*DÉTAILS DE LA TÂCHE:* Transcrivez fidèlement, dans le texte ci-dessous sur la forge de lames de couteaux, tout ce qui va de « Notre vieil ami » jusqu'à « encombrants déchets industriels ! ».

*TEXTE FOURNI:*
|---|

Notre vieil ami et complice Alain Pons, autodidacte (de génie), eut l’idée un jour en voyant d’un côté la forge de ses aïeux endormie sous son hangar, et d’un autre côté, un tas d’excellent acier et ressorts issus de diverses épaves agricoles et aratoires, d’essayer de forger des lames de couteaux pour tester un peu son habileté et voir s’il pouvait arriver à faire quelque chose de ces encombrants déchets industriels !

Après quelques essais préparatoires destinés à tester son habileté, la barre fut placée délibérément haut à l’imitation des maîtres japonais et plus anciennement encore des forgerons du haut moyen-âge. Il fut donc décidé de tenter la réalisation d’un acier Damas de corroyage en alliant intimement deux nuances d’acier à teneur en carbone éloignée, à savoir un acier mou et souple à faible teneur en carbone et un acier plus dur mais donc plus cassant de manière à obtenir une lame à la fois solide et relativement flexible (Photo 02).

Un premier essai fut rapidement lancé, et un lopin d’acier soudé sur un fer à béton élevé au rang de traînard (la fonction du traînard étant de tenir éloigné de la main de l’artisan la trousse ou le lopin chauffée à blanc !) fut bientôt porté sur un feu consumant un mélange de cokes ayant préalablement été dégazés et de charbon de bois. L’expérience commence (Photo 03).

|---|

*JEU DE DONNÉES:*
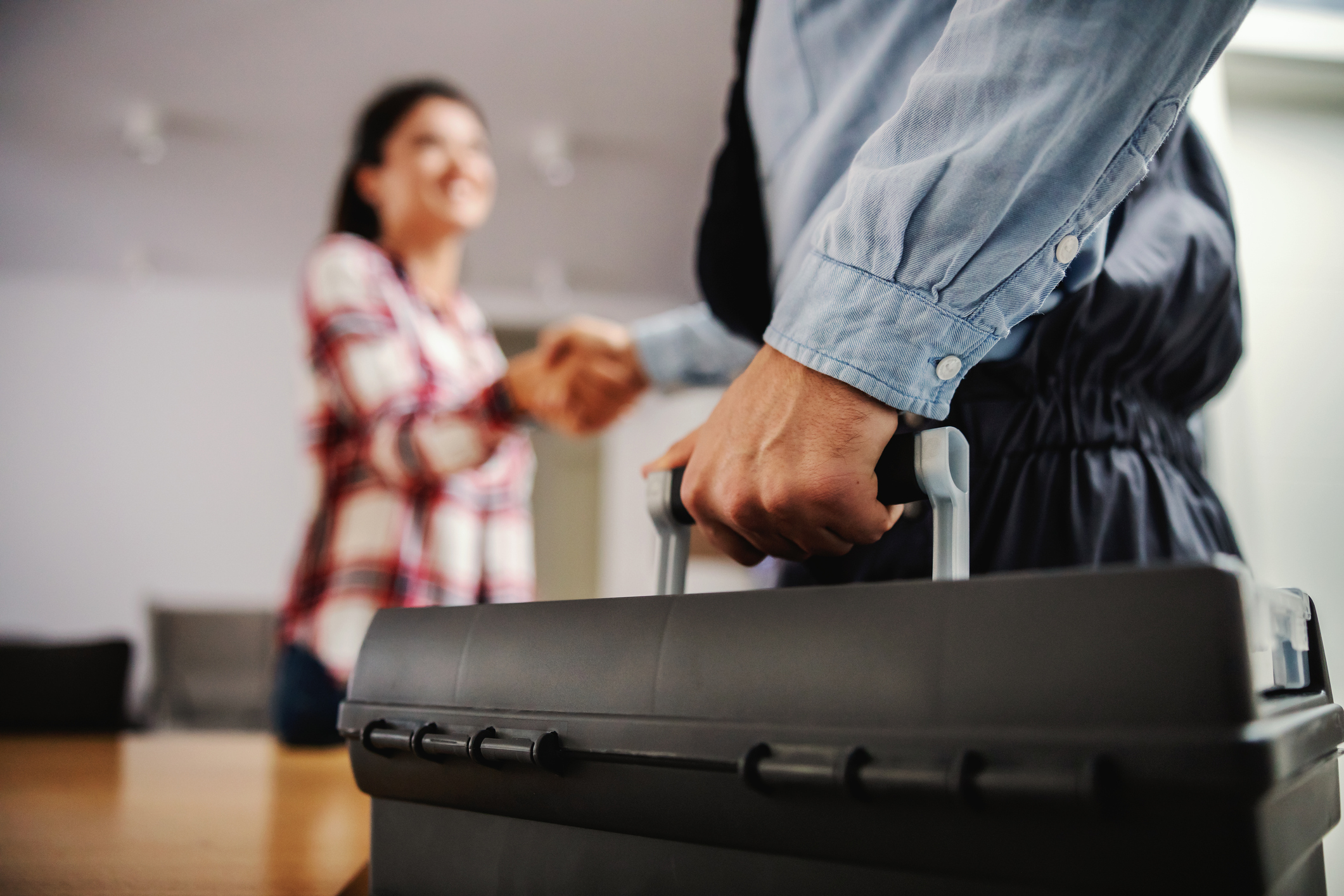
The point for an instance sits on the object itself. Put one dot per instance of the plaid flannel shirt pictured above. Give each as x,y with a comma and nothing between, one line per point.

|---|

*RÉSULTAT CI-DESSOUS:*
Notre vieil ami et complice Alain Pons, autodidacte (de génie), eut l’idée un jour en voyant d’un côté la forge de ses aïeux endormie sous son hangar, et d’un autre côté, un tas d’excellent acier et ressorts issus de diverses épaves agricoles et aratoires, d’essayer de forger des lames de couteaux pour tester un peu son habileté et voir s’il pouvait arriver à faire quelque chose de ces encombrants déchets industriels !